■ **Objective 1**:
In the listing below, copy the lines exactly, from the line that contains "Tag any visible red and" through the line that contains "35 97 84 130", both included.
=== Source passage ===
Looks like I'm going to replace this implementation almost completely.
 The goal is to have source code loading, lexer, parser and 
 semantic analysis available as parts of Phobos. These 
 libraries should be designed to be usable in multiple 
 scenarios (e.g., refactoring, code analysis, etc.).
See below.
 My commitment is to have at least front end built this year 
 (and conforming to the D2 specification unless explicitly 
 stated otherwise for some particular aspect).
By the D specification I mean http://dlang.org/language-reference.html, or (when specification is not clear for me) one of the following: * TDPL, * current DMD implementation * community feedback. (Note that I may assume that I understand some aspect, but later revisit it if needed.)
 Please post any feed here. A dedicated project web-site will 
 be created later.
It is going to be http://d-coding.com, but it is not usable yet (I have not much web-design practise). It is hosted on https://github.com/roman-d-boiko/roman-d-boiko.github.com, pull requests are welcome.
 A general purpose D front-end library has been discussed 
 several times. So at least for some day-dreaming about better 
 IDE support and code analysis tools it has a huge value. It is 
 good to see that someone finally takes the time to implement 
 one. My only concern is that not enough planing went into the 
 design.
Could you name a few specific concerns? The reason of this thread was to reflect on design early. OTOH, I didn't spend time documenting my design goals and tradeoffs, so discussion turned into a brainstorm and wasn't always productive. But now when I see how much value can I get even without doing my homework, I'm much more likely to provide better documentation and ask more specific questions.
I think about things like brainstorming and collecting
 possible use cases from the community or looking at how some 
 C++ tools do their job and what infrastructure they are built 
 on. Although it is really difficult to tell from other people's 
 code which decision was 'important' and what was just the 
 author's way to do it.
I'm going to pick up several use cases and prioritize them according to my judgement. Feel free to suggest any cases that you think are needed (with motivation). Prioritizing is necessary to define what is out of scope and plan work into milestones, in order to ensure the project is feasible.
 Inclusion into Phobos I would not see as a priority. As 
 Jonathan said, there are already some clear visions of how such 
 modules would look like.
Well, *considering* such inclusion seriously would help improve the quality of project. But it is not what necessarily will happen. Currently I think that my goals are close to those of use case 2 from Jonathan's reply. But until the project is reasonably complete it is not the time to argue whether to include it (or its part).
 Also if any project seeks to replace the DMD front-end, Walter 
 should be the technical advisor. Like anyone putting a lot of 
 time and effort into a design, he could have strong feelings 
 about certain decisions and implementing them in a seemingly 
 worse way.
=== Given information ===
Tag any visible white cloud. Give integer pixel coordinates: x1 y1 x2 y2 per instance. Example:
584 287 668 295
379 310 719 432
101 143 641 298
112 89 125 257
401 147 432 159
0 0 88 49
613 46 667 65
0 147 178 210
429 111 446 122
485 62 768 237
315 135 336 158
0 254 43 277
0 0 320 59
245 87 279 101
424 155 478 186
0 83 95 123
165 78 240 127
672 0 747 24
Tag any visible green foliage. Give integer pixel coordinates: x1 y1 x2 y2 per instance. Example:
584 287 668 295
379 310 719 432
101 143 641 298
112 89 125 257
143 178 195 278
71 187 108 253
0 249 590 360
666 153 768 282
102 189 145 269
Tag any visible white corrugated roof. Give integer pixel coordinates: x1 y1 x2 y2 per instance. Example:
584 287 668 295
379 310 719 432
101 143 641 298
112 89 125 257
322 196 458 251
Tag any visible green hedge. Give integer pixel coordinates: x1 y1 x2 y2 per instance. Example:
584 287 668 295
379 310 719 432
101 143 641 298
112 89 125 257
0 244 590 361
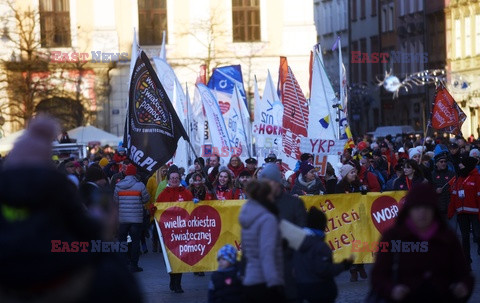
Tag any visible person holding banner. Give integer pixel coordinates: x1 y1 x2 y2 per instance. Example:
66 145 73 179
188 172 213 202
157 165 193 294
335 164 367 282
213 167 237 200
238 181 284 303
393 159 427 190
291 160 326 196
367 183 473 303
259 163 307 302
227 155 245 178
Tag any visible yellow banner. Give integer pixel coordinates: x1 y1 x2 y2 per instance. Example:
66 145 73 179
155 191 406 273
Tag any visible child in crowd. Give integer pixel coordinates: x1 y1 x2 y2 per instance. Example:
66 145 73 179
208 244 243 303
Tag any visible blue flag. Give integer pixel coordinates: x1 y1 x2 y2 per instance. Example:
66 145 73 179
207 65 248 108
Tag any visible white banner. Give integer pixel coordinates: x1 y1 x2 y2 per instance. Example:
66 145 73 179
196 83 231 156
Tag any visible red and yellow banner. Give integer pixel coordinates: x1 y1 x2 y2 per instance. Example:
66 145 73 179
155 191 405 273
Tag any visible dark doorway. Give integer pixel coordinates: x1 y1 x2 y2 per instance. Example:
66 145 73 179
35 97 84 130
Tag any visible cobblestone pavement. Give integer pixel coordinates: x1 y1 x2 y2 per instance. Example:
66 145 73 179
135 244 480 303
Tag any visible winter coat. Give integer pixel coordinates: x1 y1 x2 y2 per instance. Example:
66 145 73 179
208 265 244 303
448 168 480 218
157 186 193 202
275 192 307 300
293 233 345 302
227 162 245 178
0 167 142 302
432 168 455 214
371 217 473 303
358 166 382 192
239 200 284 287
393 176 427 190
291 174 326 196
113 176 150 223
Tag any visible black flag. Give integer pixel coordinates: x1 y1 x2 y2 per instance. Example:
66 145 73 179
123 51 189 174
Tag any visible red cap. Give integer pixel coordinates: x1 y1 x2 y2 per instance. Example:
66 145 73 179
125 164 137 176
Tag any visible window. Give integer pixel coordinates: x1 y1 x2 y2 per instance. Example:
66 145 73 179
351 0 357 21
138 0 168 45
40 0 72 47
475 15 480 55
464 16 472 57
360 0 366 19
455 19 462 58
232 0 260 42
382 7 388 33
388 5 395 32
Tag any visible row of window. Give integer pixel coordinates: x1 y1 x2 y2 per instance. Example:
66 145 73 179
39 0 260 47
===
=== Given information ===
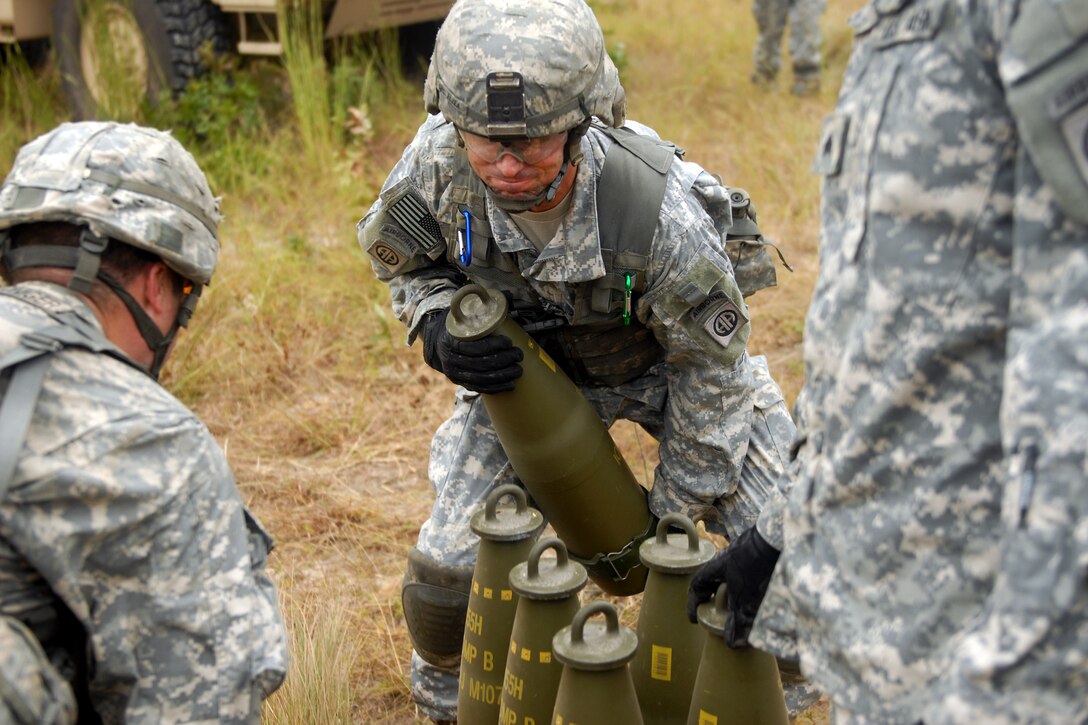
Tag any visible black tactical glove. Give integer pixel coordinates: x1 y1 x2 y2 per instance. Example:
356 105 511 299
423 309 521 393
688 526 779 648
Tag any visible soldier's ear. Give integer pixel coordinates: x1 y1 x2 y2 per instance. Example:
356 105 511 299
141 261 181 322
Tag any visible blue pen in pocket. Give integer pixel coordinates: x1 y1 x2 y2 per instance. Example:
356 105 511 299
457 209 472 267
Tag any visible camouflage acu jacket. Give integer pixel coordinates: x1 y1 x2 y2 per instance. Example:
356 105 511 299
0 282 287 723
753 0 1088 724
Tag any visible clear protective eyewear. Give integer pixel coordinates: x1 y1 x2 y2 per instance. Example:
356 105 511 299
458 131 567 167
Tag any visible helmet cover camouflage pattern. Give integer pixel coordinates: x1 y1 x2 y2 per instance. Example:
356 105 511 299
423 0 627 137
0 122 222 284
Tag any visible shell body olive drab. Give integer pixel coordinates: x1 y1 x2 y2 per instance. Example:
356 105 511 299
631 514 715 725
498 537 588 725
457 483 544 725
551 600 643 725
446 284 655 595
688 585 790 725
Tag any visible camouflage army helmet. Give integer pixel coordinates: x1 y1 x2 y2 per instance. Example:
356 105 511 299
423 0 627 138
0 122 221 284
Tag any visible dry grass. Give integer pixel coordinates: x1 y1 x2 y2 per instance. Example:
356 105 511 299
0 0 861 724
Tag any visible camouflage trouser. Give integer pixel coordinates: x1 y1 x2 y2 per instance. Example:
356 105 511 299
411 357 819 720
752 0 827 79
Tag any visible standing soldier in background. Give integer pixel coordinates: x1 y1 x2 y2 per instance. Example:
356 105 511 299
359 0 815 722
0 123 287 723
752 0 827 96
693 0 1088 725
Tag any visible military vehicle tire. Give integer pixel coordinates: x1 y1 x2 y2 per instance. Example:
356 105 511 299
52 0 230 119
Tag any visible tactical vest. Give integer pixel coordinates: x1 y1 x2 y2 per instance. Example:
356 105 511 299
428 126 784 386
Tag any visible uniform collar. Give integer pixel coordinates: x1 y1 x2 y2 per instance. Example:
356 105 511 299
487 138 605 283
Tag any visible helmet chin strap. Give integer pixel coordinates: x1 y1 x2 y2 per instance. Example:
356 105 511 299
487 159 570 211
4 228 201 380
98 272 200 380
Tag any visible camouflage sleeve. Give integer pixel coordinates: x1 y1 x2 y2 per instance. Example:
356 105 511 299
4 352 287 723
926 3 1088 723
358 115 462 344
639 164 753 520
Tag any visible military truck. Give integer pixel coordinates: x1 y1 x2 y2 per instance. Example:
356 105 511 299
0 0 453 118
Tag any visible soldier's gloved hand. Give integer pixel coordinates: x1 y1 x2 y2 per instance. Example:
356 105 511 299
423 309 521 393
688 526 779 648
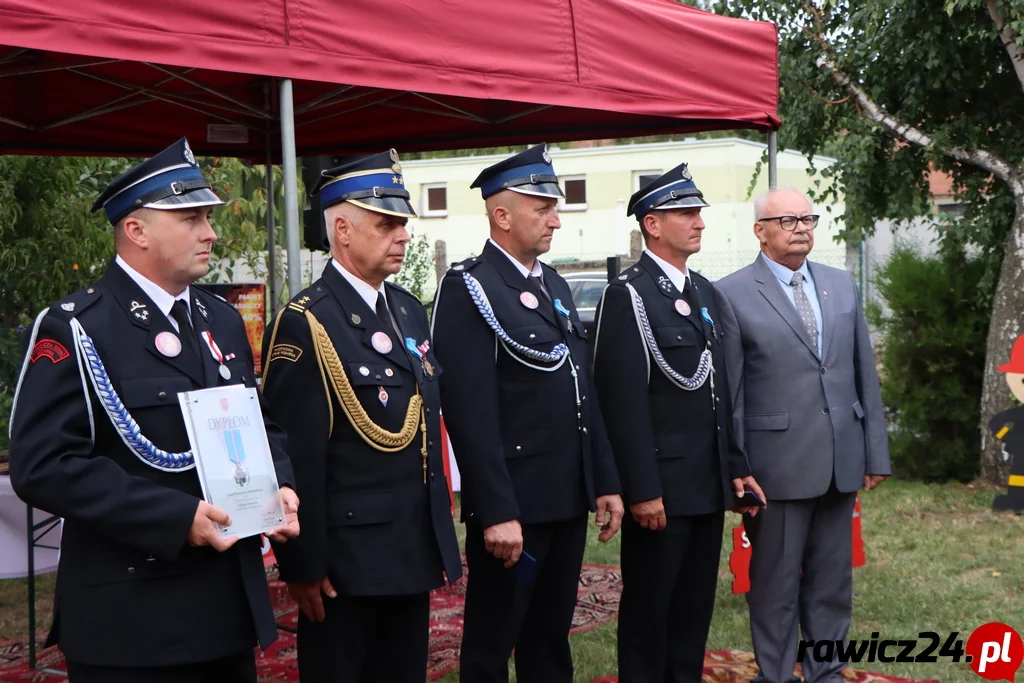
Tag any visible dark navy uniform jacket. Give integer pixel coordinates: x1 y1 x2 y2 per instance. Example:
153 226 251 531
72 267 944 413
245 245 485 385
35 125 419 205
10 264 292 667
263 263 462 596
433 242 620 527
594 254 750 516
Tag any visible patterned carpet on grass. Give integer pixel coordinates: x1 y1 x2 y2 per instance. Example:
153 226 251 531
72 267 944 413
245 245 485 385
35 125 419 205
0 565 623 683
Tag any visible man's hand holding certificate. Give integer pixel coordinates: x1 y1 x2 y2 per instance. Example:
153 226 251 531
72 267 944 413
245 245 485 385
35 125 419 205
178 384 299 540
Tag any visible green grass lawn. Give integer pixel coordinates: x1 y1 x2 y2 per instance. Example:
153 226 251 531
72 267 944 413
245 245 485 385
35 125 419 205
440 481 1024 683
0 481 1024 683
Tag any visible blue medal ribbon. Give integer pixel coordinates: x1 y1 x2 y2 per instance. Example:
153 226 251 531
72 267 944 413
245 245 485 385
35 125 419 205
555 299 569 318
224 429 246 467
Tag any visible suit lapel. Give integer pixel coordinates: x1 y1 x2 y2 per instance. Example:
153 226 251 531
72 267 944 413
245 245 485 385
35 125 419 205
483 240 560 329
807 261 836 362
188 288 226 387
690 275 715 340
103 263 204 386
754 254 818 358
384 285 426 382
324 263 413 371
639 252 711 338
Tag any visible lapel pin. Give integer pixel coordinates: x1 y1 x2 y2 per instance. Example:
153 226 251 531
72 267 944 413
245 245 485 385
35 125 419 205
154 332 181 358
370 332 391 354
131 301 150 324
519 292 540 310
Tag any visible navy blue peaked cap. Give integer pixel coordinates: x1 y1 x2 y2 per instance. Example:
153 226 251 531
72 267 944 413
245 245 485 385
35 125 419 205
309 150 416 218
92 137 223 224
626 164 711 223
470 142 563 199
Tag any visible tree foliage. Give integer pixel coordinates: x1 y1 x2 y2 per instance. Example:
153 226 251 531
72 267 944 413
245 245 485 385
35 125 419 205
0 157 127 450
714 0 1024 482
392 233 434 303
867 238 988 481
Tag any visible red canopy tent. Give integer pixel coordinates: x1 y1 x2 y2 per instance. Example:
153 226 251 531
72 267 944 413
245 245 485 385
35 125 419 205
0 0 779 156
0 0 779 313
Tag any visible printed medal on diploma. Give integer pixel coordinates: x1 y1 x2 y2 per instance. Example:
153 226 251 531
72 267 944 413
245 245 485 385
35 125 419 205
===
=== Given information ===
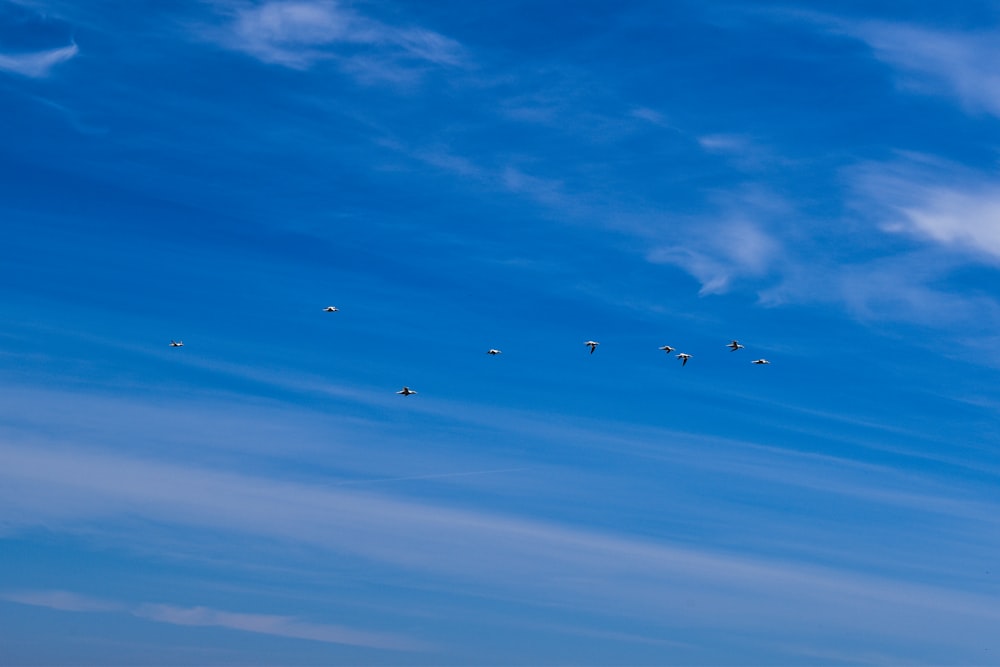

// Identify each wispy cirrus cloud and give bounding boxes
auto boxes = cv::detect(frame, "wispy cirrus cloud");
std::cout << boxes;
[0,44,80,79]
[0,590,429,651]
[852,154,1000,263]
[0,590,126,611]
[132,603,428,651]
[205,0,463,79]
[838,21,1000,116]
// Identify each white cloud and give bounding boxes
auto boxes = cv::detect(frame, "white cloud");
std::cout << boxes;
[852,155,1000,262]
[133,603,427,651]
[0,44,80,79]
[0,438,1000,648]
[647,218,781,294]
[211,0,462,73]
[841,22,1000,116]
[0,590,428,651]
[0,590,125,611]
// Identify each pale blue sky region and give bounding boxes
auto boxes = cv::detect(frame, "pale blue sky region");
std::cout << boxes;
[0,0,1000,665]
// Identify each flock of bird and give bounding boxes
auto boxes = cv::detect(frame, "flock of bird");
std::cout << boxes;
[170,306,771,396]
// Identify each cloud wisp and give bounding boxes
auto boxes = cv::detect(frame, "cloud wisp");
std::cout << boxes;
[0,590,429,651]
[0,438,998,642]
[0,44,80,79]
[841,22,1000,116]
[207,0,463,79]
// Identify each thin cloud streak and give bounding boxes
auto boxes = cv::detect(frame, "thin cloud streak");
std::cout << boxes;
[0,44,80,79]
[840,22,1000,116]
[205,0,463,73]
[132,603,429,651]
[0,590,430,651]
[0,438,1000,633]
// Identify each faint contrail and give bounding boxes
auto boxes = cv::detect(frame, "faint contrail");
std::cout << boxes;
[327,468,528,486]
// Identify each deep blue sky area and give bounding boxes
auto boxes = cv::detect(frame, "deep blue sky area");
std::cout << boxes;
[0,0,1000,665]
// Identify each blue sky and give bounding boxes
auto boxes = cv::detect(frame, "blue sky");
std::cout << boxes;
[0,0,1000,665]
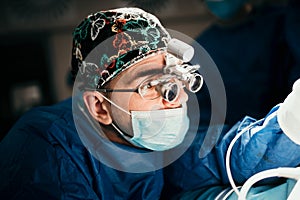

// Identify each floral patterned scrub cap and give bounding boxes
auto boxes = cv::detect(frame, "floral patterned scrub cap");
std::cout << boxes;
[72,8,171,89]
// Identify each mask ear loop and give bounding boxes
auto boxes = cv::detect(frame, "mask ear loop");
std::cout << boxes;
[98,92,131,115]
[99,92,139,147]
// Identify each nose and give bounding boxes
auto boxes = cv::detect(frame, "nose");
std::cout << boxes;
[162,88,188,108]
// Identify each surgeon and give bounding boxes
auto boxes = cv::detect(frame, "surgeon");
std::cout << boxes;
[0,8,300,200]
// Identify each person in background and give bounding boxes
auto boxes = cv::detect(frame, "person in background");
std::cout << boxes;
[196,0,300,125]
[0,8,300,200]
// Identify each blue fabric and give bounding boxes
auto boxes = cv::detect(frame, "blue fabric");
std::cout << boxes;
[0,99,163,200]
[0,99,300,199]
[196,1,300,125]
===
■ **Objective 2**:
Continue the forum thread about building a D front-end library for Phobos from where it stops.

■ **Final answer 1**:
Tag any visible red and yellow banner. Give integer pixel coordinates: x1 y1 x2 y2 per instance. Example:
66 145 73 179
155 191 405 273
Tag any visible dark doorway. Give integer pixel coordinates: x1 y1 x2 y2 per instance. Example:
66 145 73 179
35 97 84 130

■ **Final answer 2**:
Not a goal currently, because that would make the project significantly less likely to be completed ever.
 That said, you make the impression of being really dedicated to 
 the project, even giving yourself a time line, which is a good 
 sign. I wish you all the best for the project and hope that - 
 even without any 'official' recognition - it will see a lot of 
 use as the base of D tools.
Well, I hope that some more people will join the project once it stabilizes and delivers something useful. By the way, is anybody *potentially* interested to join?
 To learn about parsing I wrote a syntax highlighter for the 
 DCPU-16 assembly of Minecraft author Markus Persson. (Which was 
 a good exercise.) Interestingly I ended up with a similar 
 design for the Token struct like yours:

 - TokenType/TokenKind enum
 - Trie for matching token kinds (why do you expand it into 
 nested switch-case through CTFE mixins though?)
Switch code generation is something temporary that works currently and helps me evaluate possible problems with future design, which is planned to be compile-time finite automata (likely deterministic).
 Since assembly code is usually small I just preallocate an 
 array of sourceCode.length tokens and realloc it to the correct 
 size when I'm done parsing. Nothing pretty, but simple and I am 
 sure it won't get any faster ;).
I'm sure it will :) (I'm going to elaborate on this some time later).
 One notable difference is that I only check for isEoF in one 
 location, since I append "\0" to the source code as a stop 
 token (that can also serve as an end-of-line indicator). (The 
 general idea is to move checks outside of loops.)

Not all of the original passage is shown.